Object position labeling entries
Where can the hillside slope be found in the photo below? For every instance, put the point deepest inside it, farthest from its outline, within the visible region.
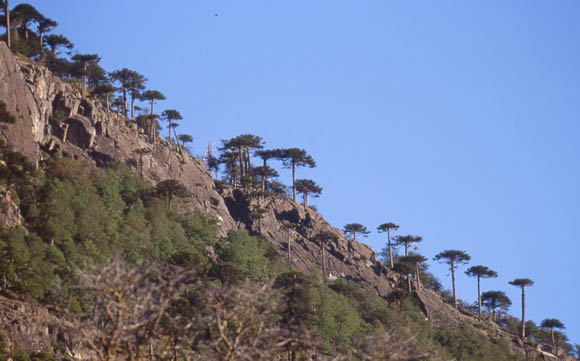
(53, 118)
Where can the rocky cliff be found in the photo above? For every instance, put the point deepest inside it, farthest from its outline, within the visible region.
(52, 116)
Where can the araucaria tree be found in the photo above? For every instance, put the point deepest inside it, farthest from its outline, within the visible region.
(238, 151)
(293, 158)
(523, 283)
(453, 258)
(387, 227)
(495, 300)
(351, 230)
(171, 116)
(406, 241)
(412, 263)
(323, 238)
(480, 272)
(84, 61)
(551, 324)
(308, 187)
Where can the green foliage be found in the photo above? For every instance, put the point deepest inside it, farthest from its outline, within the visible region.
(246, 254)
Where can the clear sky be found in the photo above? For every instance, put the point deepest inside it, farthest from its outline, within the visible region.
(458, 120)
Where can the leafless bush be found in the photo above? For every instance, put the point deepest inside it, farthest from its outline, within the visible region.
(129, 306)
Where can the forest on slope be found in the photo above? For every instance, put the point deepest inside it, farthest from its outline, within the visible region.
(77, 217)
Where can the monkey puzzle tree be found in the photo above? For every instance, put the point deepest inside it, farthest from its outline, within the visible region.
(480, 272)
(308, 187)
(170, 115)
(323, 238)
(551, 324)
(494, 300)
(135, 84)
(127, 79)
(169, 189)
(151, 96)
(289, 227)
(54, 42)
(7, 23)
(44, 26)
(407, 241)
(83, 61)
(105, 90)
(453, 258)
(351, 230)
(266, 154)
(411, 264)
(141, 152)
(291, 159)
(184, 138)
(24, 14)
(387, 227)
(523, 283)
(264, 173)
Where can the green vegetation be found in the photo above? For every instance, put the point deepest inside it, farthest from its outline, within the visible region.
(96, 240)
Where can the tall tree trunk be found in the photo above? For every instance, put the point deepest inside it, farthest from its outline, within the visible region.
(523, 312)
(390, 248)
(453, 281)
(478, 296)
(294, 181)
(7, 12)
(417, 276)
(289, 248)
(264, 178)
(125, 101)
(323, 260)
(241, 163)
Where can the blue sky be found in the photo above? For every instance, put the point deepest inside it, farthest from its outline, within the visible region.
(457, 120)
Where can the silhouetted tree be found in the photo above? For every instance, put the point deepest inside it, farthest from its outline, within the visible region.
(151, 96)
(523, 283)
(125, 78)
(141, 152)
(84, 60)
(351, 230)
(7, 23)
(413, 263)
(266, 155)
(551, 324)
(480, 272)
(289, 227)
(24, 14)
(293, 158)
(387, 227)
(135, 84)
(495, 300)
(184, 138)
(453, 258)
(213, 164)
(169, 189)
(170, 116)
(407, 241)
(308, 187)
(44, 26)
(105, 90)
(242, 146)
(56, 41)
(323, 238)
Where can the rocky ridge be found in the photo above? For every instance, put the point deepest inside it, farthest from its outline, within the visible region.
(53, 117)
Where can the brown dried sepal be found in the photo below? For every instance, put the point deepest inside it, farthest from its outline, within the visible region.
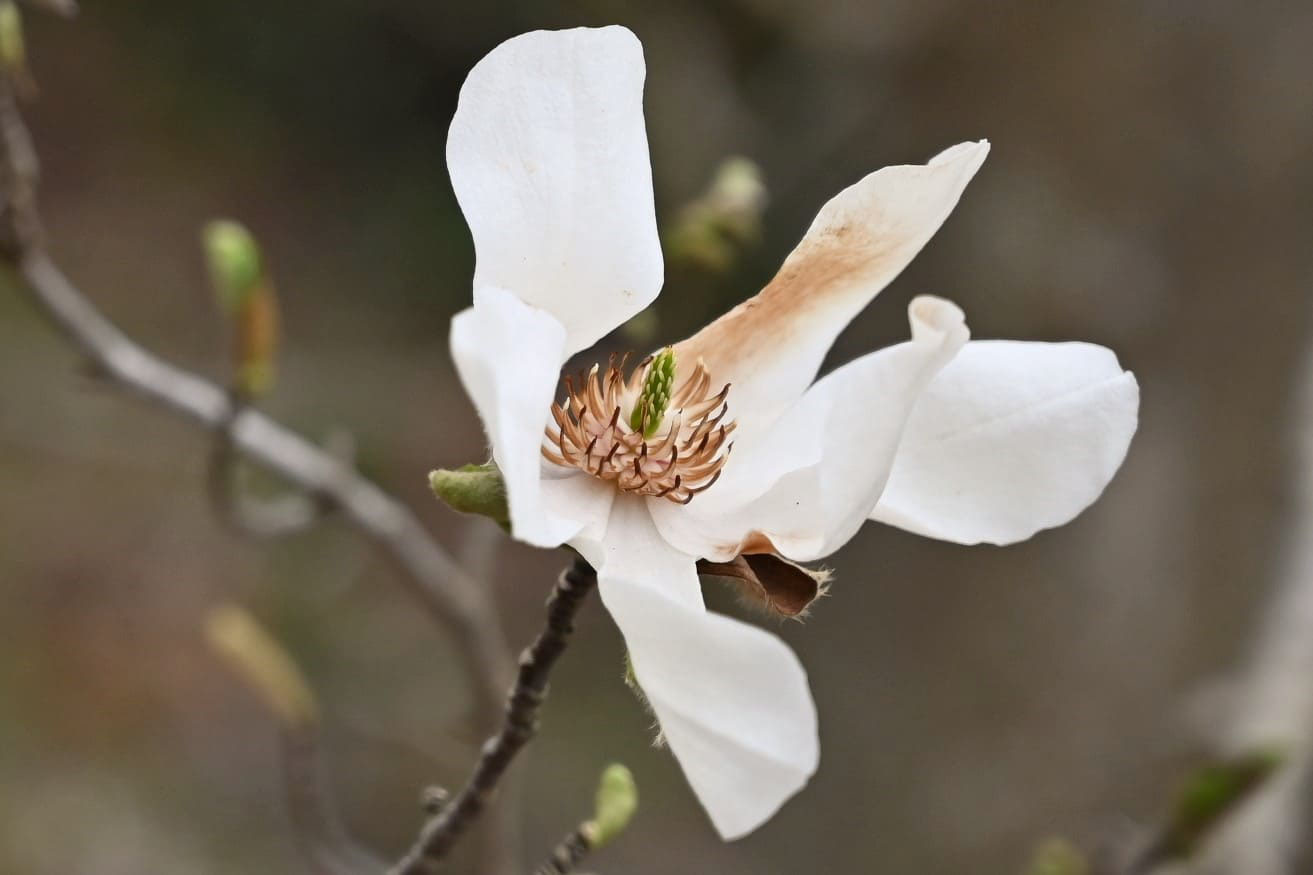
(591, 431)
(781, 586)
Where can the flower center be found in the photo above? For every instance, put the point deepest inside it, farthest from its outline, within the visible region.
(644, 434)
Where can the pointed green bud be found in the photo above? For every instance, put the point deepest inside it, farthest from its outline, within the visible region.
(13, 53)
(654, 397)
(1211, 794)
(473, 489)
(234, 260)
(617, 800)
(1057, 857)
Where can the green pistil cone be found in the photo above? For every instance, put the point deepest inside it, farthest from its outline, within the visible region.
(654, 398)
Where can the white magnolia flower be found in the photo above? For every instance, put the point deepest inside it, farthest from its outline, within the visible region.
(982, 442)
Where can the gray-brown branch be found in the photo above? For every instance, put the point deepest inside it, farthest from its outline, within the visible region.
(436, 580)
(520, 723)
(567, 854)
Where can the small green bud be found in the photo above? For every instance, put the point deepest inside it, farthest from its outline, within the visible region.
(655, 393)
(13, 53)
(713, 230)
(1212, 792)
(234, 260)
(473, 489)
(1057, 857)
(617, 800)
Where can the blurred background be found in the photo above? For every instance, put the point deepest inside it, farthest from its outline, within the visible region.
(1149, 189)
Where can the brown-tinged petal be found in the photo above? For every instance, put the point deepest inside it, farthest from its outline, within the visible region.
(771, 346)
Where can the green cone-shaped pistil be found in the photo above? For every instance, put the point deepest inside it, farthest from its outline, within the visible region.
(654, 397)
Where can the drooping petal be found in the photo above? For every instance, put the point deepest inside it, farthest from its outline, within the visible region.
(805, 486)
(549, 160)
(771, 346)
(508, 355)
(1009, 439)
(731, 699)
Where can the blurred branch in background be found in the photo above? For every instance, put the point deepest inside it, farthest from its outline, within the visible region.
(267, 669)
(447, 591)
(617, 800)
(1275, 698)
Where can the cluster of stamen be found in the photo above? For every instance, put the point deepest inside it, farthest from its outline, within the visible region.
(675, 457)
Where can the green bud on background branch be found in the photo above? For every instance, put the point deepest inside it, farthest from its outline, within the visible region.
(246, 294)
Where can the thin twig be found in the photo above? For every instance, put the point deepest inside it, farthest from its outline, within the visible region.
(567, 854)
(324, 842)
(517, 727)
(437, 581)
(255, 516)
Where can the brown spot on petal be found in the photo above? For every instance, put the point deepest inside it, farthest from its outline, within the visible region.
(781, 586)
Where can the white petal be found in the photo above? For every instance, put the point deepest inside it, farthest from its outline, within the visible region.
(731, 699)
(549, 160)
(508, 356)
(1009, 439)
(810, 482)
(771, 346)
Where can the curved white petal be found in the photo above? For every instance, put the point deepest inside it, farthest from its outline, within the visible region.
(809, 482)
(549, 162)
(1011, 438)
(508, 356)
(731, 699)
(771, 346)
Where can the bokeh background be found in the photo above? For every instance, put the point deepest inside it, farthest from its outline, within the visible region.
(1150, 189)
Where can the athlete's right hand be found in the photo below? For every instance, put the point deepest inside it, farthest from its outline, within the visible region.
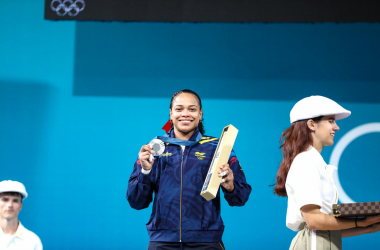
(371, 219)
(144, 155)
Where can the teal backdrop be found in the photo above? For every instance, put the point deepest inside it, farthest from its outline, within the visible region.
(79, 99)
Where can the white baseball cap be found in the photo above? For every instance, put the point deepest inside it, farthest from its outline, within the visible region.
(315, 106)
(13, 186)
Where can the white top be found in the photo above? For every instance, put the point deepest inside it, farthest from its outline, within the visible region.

Task details — Write out the entries above word for word. Do not include the pictures.

Answer for this exercise —
Where can the hillside slope be found in the photo below? For every instance, put the point deepest inside it, farthest from its outline, within the visible region.
(53, 118)
Where can the rocky cliff be found in the photo above? For every instance, put the point deepest inside it, farthest from its outline, within the visible region.
(52, 116)
Where can the araucaria tree be found in the photo above? For every instance, put the point deepest inside it, farthest from its outline, within the visible region.
(238, 151)
(293, 158)
(523, 283)
(453, 258)
(387, 227)
(495, 300)
(351, 230)
(171, 116)
(406, 241)
(412, 263)
(323, 238)
(480, 272)
(84, 61)
(551, 324)
(308, 187)
Where can the green foliage be found in the photo above? For every instance, put the point deepest inside it, farthest from its outline, within the visible region.
(246, 254)
Where can the clear sky be found in the photo above? For every instance, put the point deepest inside it, farthest from its outline, within the visible region.
(458, 120)
Where can the leafless bush be found in the photo above? For every instance, put the point deepest inside it, farthest from its outline, within the visible region.
(129, 306)
Where can the forest on slope be found in the photo above? For every instance, put the point deepest inside it, farthest from its outline, within the visible region.
(77, 217)
Where can the monkey puzzle tree be found in the photo above? For every instance, put the point deepest inside it, farthest from its outline, within the visible region.
(480, 272)
(308, 187)
(170, 115)
(323, 238)
(551, 324)
(494, 300)
(135, 84)
(127, 79)
(169, 189)
(151, 96)
(289, 227)
(54, 42)
(7, 23)
(44, 26)
(407, 241)
(83, 61)
(105, 90)
(453, 258)
(351, 230)
(266, 154)
(411, 264)
(141, 152)
(291, 159)
(184, 138)
(24, 14)
(387, 227)
(523, 283)
(264, 173)
Where can the green vegetation be found in the photo above? For every instance, put the point deepest inside it, farthest from its outline, within the visible region.
(96, 240)
Where can the tall tree trunk be found in the photo above? For every instance, put the point deepest inside it, farthest from its outline, within the visible region.
(523, 312)
(390, 248)
(453, 281)
(478, 296)
(294, 181)
(7, 12)
(417, 276)
(289, 248)
(264, 178)
(125, 101)
(323, 260)
(241, 163)
Where can the blue sky be found in the photo above? For every instance, put the point deepest inside it, farthest from its outline, within the visible region.
(457, 120)
Where can the silhouetted tree be found in the photo above? For every instance, put the point deepest inside it, farthest from its outline, within the visible region.
(151, 96)
(523, 283)
(125, 78)
(141, 152)
(84, 60)
(351, 230)
(7, 23)
(413, 263)
(266, 155)
(551, 324)
(480, 272)
(289, 227)
(24, 14)
(293, 158)
(387, 227)
(135, 84)
(495, 300)
(184, 138)
(453, 258)
(213, 164)
(169, 189)
(170, 116)
(407, 241)
(308, 187)
(44, 26)
(105, 90)
(242, 146)
(56, 41)
(323, 238)
Where can the rocky ridge be found in the photo above? For every instance, put the point deepest inside it, farthest from its outline, within the visible region.
(53, 117)
Where can the brown dried sepal be found in the photo below? For every instance, put the point deepest inside it, farthest from its outline, within the visible region.
(591, 431)
(781, 586)
Where can the flower center be found in the photo above? For every instance, put the point deepest inside it, farthest from its outline, within the visible region.
(644, 434)
Where can the pointed green bud be found in the photo above? For every instance, put the point deepest inside it, farthest from its outline, within the visible region.
(13, 53)
(654, 397)
(1211, 794)
(473, 489)
(234, 260)
(617, 800)
(1057, 857)
Where can the green pistil cone be found in the photo above? For every instance, put the point deepest inside it, farthest from its outline, within the visible region.
(654, 398)
Where can the white magnolia flower be found in the photo above? For every instance, put the point deepest inside it, farthest from its outline, within the visible region.
(982, 442)
Where can the gray-brown branch be found in the photo above? For every instance, put the point deepest inside it, farthest from its outline, within the visible region.
(436, 580)
(520, 723)
(567, 854)
Where can the small green bud be found in the photo above? For every instance, put the point deepest inside it, farthest from its outline, within the visible region.
(655, 393)
(13, 53)
(713, 230)
(1212, 792)
(234, 260)
(473, 489)
(1057, 857)
(617, 800)
Where can the blurred background be found in the photo above? For every instance, put the point deepest inside it, farthest from its outline, within the visible region.
(1149, 189)
Where can the brown-tinged petal be found in the photo above? For every instance, put the point deepest inside it, farthest from its outline, within the visible region.
(771, 346)
Where can the green cone-shaped pistil be found in the photo above? For every instance, put the point deepest inside it, farthest from its outline, within the visible region.
(654, 397)
Where can the drooping petal be found in the photo above? For every instance, put the point deepest inside it, farthest from its outline, within the visible region.
(805, 486)
(549, 160)
(771, 346)
(508, 355)
(1009, 439)
(731, 699)
Where can the blurred branch in background be found in the photo above? For every instance, put the point deepest inside it, farthest from its outline, within the visible region.
(267, 669)
(447, 591)
(617, 800)
(1275, 698)
Where can the cluster of stamen be found in the photo above? For every instance, put the point deepest inside it, farthest from its outline, within the visible region.
(675, 457)
Where can the green bud on background branch be found in the photo above? For every instance, put the point deepest inside it, farthest from its outline, within the visible region.
(246, 294)
Where can the thin twig be found in the photo above? For every instance, put the point deepest inside it, farthest from its outline, within the visible region.
(567, 854)
(324, 842)
(517, 727)
(437, 581)
(255, 516)
Where can the brown spot on petal be found in the photo above? For every instance, put the point deepest inside it, farthest from its outline, within the visible region.
(781, 586)
Where can the white petal be found in the photo above? For every instance, put the point deepest inside it, farthest from its outline, within the visible region.
(731, 699)
(549, 160)
(508, 356)
(1009, 439)
(810, 482)
(771, 346)
Where can the curved white petal be found in the photo above? For every instance, put the point deepest inside it, farthest from its outline, within the visible region.
(809, 482)
(549, 162)
(1011, 438)
(508, 356)
(731, 699)
(771, 346)
Where can the bokeh background be found in the photo above? For every instance, put the point deepest inside it, farthest from its outline, within the visible region.
(1150, 189)
Where can the athlete's right hand be found in the photo below? For every instance, put the point deepest inside it, farthest from its outline, within the visible region.
(371, 219)
(144, 155)
Where can the teal backdrop be found in the photo above? For every instance, put the point deepest inside it, farthest from its outline, within the visible region.
(79, 99)
Where can the white baseball cap be found in the photo above? For every instance, put the point deepest inside it, farthest from its outline, within the visible region.
(315, 106)
(13, 186)
Where can the white top be found in the photo above? For every instance, put the point deepest inside it, farthest from its outline, within the visible region.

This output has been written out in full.